**Given request 1:** In the mailing-list post about keeping time in occam, what device had Patrick been playing with occam on?

[C.CC USERS] placed variables?
Matt Jadud
jadudm at gmail.com
Mon Aug 9 17:20:22 BST 2010
Hi Patrick,
On Mon, Aug 9, 2010 at 11:20 AM, Patrick J.G.C. Weemeeuw
<pweemeeuw at telenet.be> wrote:
> After playing a bit with occam on my arduino -- I like it very much -- I want to keep track of time for my measurements.
>
> I thought about something along the following lines:
>
> -----------------------------------------
>
> #INCLUDE "plumbing.module"
>
> VAL INT clockresolution IS #03E8: -- one tick every 1000 ms
>
> PROC timekeeper ()
> PLACED INT64 now: -- which address?
> TIMER tim:
> INT t:
> SEQ
> WHILE TRUE
> SEQ
> tim ? t
> -- maintain 'now' here, based on t and t's previous value
> serial.write.string(TX0, "time: ")
> serial.write.int(TX0, now)
> serial.write.newline(TX0)
> delay(clockresolution)
> :
Good thinking. I'll try and get some pointers online to more resources
shortly, which will help with timer exploration. This will output the
time every now and then.
Another way to do this is the following:
TIMER tim:
INT start, end:
SEQ
tim ? start
.. do stuff ..
tim ? end
.. show difference between start and end (time is in ms)...
You could do that directly in your code, or you could wrap it up in a proc:
PROC timkeeper (CHAN SIGNAL gate?, CHAN INT diff!)
TIMER tim:
INT start, end:
WHILE TRUE
SEQ
gate ? SIGNAL
tim ? start
gate ? SIGNAL
tim ? end
diff ! (end - start)

**Record list:**
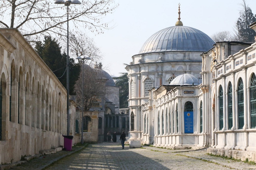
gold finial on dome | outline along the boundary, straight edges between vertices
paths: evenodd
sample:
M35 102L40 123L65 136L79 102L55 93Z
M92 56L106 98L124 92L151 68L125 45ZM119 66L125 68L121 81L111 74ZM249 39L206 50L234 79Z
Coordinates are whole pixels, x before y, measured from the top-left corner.
M175 23L175 26L183 26L183 23L182 22L181 22L181 21L180 21L180 4L179 3L179 12L178 12L178 14L179 14L179 18L178 18L178 19L179 20L179 21L178 21L177 22L176 22L176 23Z

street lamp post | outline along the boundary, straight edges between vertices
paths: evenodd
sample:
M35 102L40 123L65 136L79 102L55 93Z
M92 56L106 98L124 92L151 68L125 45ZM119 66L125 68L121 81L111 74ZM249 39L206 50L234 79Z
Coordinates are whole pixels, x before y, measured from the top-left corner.
M69 135L70 129L70 115L69 115L69 30L68 30L68 6L70 4L81 4L81 3L78 0L56 0L55 4L64 4L67 6L67 135Z
M79 63L82 63L82 124L81 124L81 144L84 143L83 141L83 134L84 134L84 61L85 60L92 60L90 57L77 57L76 59L78 60ZM82 61L82 62L81 61Z

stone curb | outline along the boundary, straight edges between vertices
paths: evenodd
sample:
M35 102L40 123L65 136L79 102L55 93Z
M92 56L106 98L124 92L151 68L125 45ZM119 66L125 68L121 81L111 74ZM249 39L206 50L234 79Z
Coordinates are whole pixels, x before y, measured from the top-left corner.
M66 154L66 155L62 155L62 156L59 156L59 157L57 157L57 158L55 158L55 159L52 159L51 162L49 162L47 165L45 165L44 166L42 166L41 167L41 169L42 169L42 170L43 170L43 169L44 169L45 168L46 168L46 167L49 167L49 166L50 166L51 165L54 164L54 163L55 163L56 162L58 161L59 160L60 160L60 159L62 159L62 158L65 158L65 157L67 157L67 156L69 156L69 155L72 155L72 154L74 154L74 153L76 153L76 152L78 152L78 151L80 151L80 150L81 150L85 148L85 147L87 147L87 146L88 146L88 144L89 144L88 143L86 143L84 147L77 147L77 149L76 149L76 150L74 150L74 151L72 150L72 151L70 151L70 152L67 152L67 154Z
M52 159L51 161L47 162L45 165L42 165L40 167L40 169L44 169L46 167L49 166L51 164L53 164L54 163L56 162L57 161L60 160L60 159L62 159L66 156L68 156L69 155L70 155L74 153L75 153L76 152L78 152L83 149L84 149L86 147L88 146L89 143L85 143L83 146L74 146L72 147L73 150L68 152L66 152L64 154L61 156L57 156L55 158ZM34 159L37 159L39 158L40 157L43 156L43 155L51 155L52 154L53 157L54 157L54 154L57 154L57 152L58 151L61 151L62 150L60 150L59 148L54 148L54 149L49 149L49 150L46 150L44 151L41 151L42 152L40 154L37 154L37 155L35 155L33 156L29 156L25 157L25 159L26 160L20 160L18 161L15 163L13 163L12 164L6 164L6 165L0 165L0 170L7 170L7 169L10 169L12 168L13 168L15 166L17 166L18 165L20 165L23 164L29 164L29 161ZM53 150L55 150L55 151L54 151ZM41 161L38 159L38 161Z

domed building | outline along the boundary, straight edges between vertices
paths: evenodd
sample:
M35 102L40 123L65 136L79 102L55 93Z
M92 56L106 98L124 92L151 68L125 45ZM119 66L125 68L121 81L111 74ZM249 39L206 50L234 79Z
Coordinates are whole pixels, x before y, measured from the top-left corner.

**Given request 2:** Reproduce verbatim the part of the rows that opens at the start of the rows and closes with the line containing "M175 23L175 26L183", including both ends. Leave the pictures out of your answer.

**Full solution 1:** An arduino.

**Full solution 2:**
gold finial on dome | outline along the boundary, straight edges between vertices
paths: evenodd
sample:
M35 102L40 123L65 136L79 102L55 93Z
M92 56L106 98L124 92L151 68L125 45ZM119 66L125 68L121 81L111 74ZM249 39L206 50L234 79Z
Coordinates are whole pixels, x before y, measured from the top-left corner.
M175 23L175 26L183 26L183 23L182 22L181 22L181 21L180 21L180 4L179 3L179 12L178 12L178 14L179 14L179 18L178 18L178 19L179 20L179 21L178 21L177 22L176 22L176 23Z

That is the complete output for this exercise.